[Records from a dataset]
----------

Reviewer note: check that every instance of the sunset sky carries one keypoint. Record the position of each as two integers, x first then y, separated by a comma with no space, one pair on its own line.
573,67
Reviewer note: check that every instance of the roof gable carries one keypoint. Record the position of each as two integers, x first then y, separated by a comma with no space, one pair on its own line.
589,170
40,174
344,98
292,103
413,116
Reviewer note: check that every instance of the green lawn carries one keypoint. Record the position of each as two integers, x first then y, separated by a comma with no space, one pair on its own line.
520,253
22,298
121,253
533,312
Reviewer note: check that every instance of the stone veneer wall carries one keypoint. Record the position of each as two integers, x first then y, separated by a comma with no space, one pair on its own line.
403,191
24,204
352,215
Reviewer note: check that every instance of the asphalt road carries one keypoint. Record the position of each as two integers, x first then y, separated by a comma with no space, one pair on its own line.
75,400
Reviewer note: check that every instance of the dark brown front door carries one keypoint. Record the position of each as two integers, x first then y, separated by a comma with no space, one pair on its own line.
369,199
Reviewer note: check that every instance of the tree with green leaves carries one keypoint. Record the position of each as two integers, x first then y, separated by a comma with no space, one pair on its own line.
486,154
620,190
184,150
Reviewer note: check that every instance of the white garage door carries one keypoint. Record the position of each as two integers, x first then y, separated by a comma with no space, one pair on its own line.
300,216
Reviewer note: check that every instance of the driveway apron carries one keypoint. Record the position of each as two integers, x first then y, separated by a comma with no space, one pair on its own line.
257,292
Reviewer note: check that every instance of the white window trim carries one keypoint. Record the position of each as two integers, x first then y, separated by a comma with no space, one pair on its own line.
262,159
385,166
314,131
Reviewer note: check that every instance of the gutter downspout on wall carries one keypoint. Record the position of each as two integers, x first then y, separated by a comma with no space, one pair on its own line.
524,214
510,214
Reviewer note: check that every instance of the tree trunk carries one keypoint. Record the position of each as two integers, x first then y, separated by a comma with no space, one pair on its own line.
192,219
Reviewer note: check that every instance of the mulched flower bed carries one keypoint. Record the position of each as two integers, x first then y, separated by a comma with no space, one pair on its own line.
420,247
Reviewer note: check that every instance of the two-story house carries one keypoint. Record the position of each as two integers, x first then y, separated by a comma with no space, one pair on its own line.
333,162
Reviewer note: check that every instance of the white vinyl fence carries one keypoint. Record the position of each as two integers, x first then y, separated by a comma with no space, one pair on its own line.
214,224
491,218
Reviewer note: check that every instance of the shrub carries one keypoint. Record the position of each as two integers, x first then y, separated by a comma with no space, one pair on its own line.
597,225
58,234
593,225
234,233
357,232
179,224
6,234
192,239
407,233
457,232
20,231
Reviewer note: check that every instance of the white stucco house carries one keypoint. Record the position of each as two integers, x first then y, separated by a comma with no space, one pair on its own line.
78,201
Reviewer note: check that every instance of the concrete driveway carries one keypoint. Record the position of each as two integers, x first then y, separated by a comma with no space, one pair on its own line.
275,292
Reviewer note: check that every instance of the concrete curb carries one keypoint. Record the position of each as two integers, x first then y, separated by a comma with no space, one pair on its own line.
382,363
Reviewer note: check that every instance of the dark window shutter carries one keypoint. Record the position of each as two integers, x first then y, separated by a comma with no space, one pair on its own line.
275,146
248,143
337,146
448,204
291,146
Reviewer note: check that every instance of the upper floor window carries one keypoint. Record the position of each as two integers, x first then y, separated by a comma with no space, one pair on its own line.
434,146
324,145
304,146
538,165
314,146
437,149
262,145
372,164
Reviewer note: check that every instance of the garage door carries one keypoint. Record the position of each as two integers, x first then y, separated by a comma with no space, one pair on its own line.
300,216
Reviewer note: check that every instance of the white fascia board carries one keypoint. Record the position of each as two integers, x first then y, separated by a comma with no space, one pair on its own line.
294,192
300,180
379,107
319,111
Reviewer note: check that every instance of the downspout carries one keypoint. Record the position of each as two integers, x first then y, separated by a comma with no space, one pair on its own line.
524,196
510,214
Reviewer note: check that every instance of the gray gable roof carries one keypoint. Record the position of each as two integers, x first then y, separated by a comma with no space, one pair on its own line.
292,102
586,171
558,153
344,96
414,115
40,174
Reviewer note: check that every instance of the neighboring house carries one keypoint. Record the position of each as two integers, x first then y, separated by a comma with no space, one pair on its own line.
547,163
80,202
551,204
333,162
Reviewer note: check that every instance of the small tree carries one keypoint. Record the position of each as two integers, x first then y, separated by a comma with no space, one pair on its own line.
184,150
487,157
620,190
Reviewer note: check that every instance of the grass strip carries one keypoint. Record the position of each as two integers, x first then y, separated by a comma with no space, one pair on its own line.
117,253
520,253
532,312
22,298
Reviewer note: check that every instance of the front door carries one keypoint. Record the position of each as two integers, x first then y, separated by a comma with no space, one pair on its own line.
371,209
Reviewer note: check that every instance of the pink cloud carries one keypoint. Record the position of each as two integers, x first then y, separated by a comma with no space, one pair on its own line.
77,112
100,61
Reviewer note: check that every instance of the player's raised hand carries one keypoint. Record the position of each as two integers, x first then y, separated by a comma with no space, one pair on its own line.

----------

**WHAT IS REQUIRED:** Starting at the line that contains "Reviewer note: check that every instance of the gray" and continuing through the last line of the items, rewrite every line with the requests left unchanged. Rescale each keypoint coordinate in the answers by multiplying it by 1.3 and rounding to a whole number, with halves rounded up.

**RESPONSE:**
Reviewer note: check that every instance of the gray gable roof carries one keypoint. Record the position of each as two integers, x first then y, separated by a comma with no space, one pair on its own line.
380,133
762,222
725,199
447,125
538,150
52,226
Reviewer note: check that every instance of the neighboring house carries one keypoint. Record the position of each as two integers, x first then y, separated by a comma with no space, one pair on its own line.
711,212
104,263
716,265
433,211
Reviewer note: check that every instance of the small tree carries one keypoint. Record the position of each as two integers, x first then y, separated by a comma with no space, one pair on its own line.
239,195
633,204
806,247
Reviewer note: check that every instance of the grass strip carries one keypoint. Record the position of each as two integers, x first then y, separated by a comma with no space, one pair on its own line.
152,329
676,329
692,406
29,387
Reviewer note: check that every instance of the front door carries one keypoint. Record the position of each as two integers, x first then y, separated by a comma with no space, one pair on its own line.
482,272
Reviewer note: check that every instance of the pink cloud carries one keypoint. Record the position of each as two integers, x first then y, separated by a comma with no space, one pair on its own line.
100,146
130,79
Reviewer note: check that every instance of the player's raised hand carries one keypoint. Record the position of each as two integers, x first then y, separated by a comma with no space, one pair on its own line.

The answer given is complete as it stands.